• _YOUR GOAL_: Below is a set of records. Repeat all of them exactly.

[Point-per-instance localization data]

--- START ---

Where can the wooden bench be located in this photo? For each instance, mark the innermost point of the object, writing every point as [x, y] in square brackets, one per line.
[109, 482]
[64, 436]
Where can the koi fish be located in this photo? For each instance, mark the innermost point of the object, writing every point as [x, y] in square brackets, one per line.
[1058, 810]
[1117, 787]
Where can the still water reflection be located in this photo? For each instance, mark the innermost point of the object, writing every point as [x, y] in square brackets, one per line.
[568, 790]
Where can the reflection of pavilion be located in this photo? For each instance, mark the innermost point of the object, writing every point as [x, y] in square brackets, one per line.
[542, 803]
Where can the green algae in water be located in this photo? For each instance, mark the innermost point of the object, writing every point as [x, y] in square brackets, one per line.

--- END ---

• _SOLUTION TO THIS EXERCISE_:
Where can the wooden bench be located in this photo? For each instance, mark the innermost point of the object, writing every point as [x, y] in square brackets, one per line.
[109, 482]
[64, 436]
Where can the koi fish be located in this photo? For each instance, mark the innermost point of the object, writing every point as [x, y] in square brackets, one per line.
[1058, 810]
[1117, 787]
Where can the still water reflection be located in this photo? For each instance, mark the innermost point of the object, writing every point as [x, y] in square brackets, one per line.
[568, 790]
Where can the reflection of pavilion be located in this photo? For each instance, mark the innermost point of the object, writing every point as [x, y] in square brackets, one per line.
[542, 803]
Where can the green algae in water be located in this photo? For each instance, mark the innermost point of the object, writing every point as [x, y] in square brackets, one per line.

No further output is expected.